▶ Problem to work on: Copy the records below word for word, leaving out the pictures.

▶ Data provided:
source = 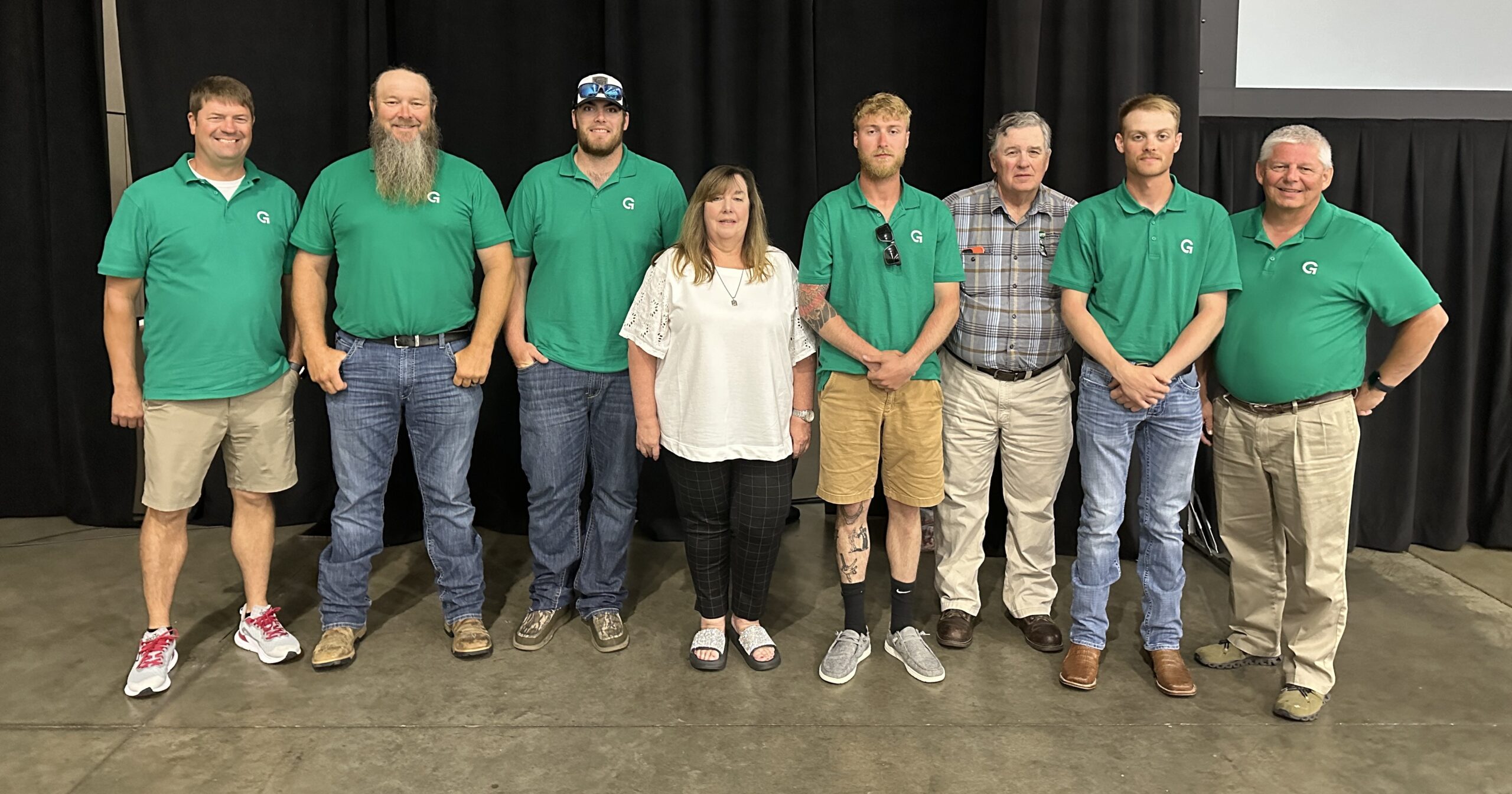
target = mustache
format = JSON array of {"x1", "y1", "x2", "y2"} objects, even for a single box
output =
[{"x1": 367, "y1": 118, "x2": 442, "y2": 206}]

▶ Answer in full:
source = 
target = mustache
format = JSON array of {"x1", "y1", "x2", "y2"} objects, even for a single box
output =
[{"x1": 367, "y1": 118, "x2": 442, "y2": 206}]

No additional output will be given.